# [REQUIRED WORK]
Find every line in the items that contains the word "exact", treating case as significant, and copy each of those lines.

# [PROVIDED DATA]

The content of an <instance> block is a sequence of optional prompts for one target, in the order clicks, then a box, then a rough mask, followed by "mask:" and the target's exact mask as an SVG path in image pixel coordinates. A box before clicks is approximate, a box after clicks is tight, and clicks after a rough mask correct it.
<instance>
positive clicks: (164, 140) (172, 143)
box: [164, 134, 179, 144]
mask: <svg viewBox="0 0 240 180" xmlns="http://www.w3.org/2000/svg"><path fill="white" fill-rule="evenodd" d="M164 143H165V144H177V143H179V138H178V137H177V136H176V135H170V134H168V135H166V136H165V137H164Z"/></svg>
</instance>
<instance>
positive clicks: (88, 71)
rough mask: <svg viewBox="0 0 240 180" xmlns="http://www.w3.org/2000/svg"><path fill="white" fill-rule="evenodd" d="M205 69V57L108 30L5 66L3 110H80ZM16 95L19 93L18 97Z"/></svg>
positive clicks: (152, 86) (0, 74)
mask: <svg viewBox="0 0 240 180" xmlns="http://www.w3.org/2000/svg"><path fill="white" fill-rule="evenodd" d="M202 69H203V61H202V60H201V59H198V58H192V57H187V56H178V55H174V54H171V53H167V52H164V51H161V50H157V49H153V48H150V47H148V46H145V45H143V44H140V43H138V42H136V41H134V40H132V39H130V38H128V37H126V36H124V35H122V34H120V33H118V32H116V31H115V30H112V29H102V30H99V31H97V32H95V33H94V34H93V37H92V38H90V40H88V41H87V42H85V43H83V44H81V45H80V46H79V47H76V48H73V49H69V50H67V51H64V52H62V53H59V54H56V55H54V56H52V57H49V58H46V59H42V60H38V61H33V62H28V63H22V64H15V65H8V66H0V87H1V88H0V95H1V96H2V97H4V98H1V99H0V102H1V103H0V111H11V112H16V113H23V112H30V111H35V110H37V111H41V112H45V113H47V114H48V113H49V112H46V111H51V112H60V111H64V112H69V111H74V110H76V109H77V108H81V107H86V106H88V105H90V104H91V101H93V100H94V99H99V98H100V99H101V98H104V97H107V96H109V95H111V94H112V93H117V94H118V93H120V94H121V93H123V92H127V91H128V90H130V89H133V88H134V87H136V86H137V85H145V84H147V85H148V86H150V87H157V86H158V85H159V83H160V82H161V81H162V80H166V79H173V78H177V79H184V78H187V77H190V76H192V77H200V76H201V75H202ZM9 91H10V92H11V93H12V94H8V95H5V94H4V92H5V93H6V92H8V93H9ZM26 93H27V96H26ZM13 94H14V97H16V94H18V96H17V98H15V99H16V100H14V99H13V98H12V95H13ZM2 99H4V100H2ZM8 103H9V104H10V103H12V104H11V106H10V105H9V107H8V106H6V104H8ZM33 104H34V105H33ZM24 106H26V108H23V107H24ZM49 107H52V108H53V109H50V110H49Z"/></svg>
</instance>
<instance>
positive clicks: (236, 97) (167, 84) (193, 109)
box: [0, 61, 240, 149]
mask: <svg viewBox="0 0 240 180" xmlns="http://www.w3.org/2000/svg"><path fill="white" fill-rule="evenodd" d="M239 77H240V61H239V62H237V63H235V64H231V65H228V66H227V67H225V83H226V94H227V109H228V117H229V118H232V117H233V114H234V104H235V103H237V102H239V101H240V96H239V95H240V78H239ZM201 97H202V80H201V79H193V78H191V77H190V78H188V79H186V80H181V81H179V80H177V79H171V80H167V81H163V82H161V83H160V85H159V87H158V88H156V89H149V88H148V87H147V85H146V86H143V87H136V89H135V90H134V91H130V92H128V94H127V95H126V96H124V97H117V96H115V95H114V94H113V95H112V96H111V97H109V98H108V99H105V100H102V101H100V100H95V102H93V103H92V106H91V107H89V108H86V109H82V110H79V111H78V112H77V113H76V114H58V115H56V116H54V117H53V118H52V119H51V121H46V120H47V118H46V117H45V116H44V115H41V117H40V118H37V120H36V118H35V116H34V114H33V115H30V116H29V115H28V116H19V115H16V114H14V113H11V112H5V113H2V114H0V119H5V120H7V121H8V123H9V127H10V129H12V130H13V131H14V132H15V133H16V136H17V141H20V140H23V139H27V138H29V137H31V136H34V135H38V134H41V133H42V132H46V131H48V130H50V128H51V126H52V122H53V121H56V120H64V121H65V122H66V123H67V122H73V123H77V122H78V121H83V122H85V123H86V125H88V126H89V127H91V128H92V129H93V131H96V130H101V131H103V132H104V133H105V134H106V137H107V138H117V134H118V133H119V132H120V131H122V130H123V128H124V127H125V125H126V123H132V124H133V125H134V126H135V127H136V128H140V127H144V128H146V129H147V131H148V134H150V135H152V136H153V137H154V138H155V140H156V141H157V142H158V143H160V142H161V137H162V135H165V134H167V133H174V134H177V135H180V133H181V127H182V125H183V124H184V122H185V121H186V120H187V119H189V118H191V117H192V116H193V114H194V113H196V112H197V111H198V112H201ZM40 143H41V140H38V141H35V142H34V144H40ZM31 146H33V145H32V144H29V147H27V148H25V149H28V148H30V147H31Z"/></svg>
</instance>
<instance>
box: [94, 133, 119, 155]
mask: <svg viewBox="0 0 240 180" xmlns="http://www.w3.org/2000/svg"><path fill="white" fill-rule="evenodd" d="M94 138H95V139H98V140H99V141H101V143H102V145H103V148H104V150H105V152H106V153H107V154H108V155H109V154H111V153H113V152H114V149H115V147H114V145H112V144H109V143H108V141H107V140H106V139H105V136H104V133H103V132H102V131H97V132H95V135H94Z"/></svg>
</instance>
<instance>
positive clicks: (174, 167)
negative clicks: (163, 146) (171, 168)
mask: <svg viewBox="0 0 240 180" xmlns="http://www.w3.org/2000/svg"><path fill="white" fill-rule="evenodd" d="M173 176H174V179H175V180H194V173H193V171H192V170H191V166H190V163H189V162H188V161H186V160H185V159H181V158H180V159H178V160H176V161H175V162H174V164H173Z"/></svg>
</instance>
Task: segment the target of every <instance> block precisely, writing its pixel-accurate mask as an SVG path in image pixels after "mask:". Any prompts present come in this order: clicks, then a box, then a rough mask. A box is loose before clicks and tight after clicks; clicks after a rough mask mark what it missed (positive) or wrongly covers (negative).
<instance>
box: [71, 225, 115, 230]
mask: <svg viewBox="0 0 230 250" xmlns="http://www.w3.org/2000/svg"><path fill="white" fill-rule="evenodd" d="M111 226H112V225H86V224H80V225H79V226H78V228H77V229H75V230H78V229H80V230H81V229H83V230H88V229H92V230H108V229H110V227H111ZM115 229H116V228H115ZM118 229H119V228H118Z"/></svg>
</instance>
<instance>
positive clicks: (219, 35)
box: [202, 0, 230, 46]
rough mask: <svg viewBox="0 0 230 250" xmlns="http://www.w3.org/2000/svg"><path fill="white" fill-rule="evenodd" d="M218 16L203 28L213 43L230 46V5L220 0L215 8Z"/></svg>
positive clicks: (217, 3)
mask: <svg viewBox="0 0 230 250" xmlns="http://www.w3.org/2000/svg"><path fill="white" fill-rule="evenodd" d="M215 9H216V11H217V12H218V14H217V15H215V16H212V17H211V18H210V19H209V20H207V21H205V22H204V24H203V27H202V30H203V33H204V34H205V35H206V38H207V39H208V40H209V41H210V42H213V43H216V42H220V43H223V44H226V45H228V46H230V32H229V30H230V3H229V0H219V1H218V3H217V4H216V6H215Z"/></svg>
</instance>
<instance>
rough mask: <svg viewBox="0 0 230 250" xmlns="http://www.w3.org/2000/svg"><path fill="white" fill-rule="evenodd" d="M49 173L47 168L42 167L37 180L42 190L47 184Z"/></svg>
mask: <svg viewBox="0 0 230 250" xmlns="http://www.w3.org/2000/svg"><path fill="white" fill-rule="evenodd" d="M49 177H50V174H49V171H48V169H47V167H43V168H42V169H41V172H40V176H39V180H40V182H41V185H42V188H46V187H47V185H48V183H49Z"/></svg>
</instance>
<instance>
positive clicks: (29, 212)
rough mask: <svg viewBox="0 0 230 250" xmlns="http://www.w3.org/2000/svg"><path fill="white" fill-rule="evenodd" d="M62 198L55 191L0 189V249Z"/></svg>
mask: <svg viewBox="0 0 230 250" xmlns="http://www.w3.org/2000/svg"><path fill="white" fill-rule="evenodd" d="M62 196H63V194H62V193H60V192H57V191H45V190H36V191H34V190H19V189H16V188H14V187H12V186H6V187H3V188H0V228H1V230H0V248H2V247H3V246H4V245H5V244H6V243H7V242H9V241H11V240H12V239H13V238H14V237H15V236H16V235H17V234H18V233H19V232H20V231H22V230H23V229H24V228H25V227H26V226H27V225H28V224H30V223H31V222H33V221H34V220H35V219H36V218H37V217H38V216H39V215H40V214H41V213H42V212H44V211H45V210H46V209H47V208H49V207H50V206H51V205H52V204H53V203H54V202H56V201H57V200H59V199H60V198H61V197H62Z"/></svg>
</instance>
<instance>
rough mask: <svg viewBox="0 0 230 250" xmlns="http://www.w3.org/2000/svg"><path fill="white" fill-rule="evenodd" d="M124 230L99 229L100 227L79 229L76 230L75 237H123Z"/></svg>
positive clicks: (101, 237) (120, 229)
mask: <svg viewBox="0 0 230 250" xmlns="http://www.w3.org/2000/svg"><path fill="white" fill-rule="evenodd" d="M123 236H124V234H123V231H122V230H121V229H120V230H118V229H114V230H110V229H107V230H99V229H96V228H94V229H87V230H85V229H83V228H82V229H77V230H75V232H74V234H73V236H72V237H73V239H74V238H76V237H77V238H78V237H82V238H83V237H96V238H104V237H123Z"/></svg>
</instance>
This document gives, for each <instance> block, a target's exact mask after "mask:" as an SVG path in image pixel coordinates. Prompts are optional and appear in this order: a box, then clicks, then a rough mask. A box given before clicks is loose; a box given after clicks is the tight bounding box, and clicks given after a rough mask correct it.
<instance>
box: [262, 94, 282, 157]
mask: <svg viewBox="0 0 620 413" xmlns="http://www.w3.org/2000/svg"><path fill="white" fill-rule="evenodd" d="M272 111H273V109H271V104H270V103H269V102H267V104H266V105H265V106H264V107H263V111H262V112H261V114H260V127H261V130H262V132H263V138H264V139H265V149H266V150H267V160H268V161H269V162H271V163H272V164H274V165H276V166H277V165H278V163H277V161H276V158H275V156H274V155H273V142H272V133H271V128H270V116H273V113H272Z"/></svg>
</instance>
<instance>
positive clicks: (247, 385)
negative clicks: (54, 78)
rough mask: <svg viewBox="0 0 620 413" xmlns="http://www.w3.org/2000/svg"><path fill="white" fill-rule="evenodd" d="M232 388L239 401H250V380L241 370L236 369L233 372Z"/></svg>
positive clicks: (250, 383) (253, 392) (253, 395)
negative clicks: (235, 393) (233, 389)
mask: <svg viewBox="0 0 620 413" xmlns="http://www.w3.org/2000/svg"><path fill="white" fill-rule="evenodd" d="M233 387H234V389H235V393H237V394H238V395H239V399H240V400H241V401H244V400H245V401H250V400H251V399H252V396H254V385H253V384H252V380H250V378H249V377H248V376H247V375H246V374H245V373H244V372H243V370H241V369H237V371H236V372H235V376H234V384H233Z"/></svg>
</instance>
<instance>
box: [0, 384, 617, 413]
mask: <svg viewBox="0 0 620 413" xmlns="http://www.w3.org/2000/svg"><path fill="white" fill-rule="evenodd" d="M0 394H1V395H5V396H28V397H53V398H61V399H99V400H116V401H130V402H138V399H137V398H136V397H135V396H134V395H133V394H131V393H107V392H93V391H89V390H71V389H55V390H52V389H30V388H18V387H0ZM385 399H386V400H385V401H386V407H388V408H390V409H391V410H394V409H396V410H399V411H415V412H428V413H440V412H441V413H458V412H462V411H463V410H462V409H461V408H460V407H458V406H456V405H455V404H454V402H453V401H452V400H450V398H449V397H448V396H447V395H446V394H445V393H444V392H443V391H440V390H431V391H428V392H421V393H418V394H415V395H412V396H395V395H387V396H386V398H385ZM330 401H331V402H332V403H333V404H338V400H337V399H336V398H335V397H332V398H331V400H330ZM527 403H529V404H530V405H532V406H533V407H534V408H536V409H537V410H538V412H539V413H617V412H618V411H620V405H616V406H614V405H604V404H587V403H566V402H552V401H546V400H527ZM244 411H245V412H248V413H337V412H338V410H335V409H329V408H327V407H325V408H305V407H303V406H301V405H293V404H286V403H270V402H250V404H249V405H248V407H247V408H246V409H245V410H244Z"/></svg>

# [RESPONSE TO THE EXERCISE]
The content of an <instance> block is a sequence of optional prompts for one target, in the order clicks, then a box, then a rough mask, followed by "mask:" and the target's exact mask as an SVG path in image pixel coordinates. A box before clicks is approximate, a box after clicks is tight, and clicks after a rough mask correct it.
This document gives, for each <instance> block, a target's exact mask after "mask:" as an SVG path in image pixel coordinates. Prompts are optional and appear in this order: a box, then clicks, then a rough mask. A box given before clicks is loose; a box given after clicks is the tight bounding box, and clicks given after a rough mask correct it.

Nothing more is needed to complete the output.